修学支援新制度の対象拡充
~第4区分の創設~
2024年度から、高等教育の修学支援新制度(給付型奨学金+学費減免)では、新たに第4区分が創設されて支援対象が広がります。世帯年収600万円程度のいわゆる中間所得層までが対象になるというものですが、中間所得層全世帯ではなく、3人以上扶養する子どもがいる世帯、または私立の理工農系分野に進学する世帯に限られます。学費の支援拡充は有難いことですが、より複雑な仕組みになったので、これまで以上に丁寧な説明が求められると思います。
第4区分の対象となる世帯年収の目安
文部科学省が公表している世帯年収の目安です。 報道等では年収600万円という数字が先走りしている感がありますが、家族構成によって740万円程度まで幅があることがわかります。
昔の日本学生支援機構奨学金の家計基準は、両親いずれか一方の収入だけで審査されていましたが、現在では世帯年収(厳密に言うと両親と本人の住民税情報)で判定されます。
共働き世帯が7割を超える現在、大都市圏では世帯年収600万円は中間所得層ではない、という声をよく耳にします。確かにそうかもしれませんが、地方では中間所得層どころか上位層に該当する地域も多いと思います。

_____

▶ 作業指示
上に示した修学支援新制度の対象拡充に関する文章を、一字一句変えずに全文書き写してください。

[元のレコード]
_____

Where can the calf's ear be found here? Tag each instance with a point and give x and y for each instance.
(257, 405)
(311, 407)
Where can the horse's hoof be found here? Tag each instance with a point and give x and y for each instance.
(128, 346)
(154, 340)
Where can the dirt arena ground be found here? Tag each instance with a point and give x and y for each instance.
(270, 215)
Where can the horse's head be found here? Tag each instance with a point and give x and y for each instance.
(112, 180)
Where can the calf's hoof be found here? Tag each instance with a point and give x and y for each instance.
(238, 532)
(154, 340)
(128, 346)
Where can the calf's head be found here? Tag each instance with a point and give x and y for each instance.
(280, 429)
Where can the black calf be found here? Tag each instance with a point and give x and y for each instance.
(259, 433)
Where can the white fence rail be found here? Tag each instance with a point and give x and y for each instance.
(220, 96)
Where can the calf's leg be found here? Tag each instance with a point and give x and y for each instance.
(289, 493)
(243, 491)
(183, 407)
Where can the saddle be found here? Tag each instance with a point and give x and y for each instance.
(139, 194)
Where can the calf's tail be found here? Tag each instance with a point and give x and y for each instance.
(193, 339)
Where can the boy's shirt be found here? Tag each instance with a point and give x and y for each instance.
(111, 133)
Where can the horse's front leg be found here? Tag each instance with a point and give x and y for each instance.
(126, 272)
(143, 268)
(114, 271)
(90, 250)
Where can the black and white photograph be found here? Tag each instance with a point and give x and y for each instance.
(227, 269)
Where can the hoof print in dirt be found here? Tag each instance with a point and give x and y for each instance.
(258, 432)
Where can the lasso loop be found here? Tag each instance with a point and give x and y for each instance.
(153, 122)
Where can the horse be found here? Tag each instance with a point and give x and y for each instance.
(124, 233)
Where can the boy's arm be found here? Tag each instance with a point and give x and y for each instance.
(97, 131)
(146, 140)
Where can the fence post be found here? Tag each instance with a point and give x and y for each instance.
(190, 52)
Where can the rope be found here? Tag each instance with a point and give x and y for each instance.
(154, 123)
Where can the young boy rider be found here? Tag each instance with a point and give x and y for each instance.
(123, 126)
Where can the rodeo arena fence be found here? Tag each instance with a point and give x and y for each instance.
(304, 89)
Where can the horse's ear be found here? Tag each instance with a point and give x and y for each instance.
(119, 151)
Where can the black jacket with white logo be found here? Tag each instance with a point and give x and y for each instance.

_____

▶ 回答全文
修学支援新制度の対象拡充
~第4区分の創設~
2024年度から、高等教育の修学支援新制度(給付型奨学金+学費減免)では、新たに第4区分が創設されて支援対象が広がります。世帯年収600万円程度のいわゆる中間所得層までが対象になるというものですが、中間所得層全世帯ではなく、3人以上扶養する子どもがいる世帯、または私立の理工農系分野に進学する世帯に限られます。学費の支援拡充は有難いことですが、より複雑な仕組みになったので、これまで以上に丁寧な説明が求められると思います。
第4区分の対象となる世帯年収の目安
文部科学省が公表している世帯年収の目安です。 報道等では年収600万円という数字が先走りしている感がありますが、家族構成によって740万円程度まで幅があることがわかります。
昔の日本学生支援機構奨学金の家計基準は、両親いずれか一方の収入だけで審査されていましたが、現在では世帯年収(厳密に言うと両親と本人の住民税情報)で判定されます。
共働き世帯が7割を超える現在、大都市圏では世帯年収600万円は中間所得層ではない、という声をよく耳にします。確かにそうかもしれませんが、地方では中間所得層どころか上位層に該当する地域も多いと思います。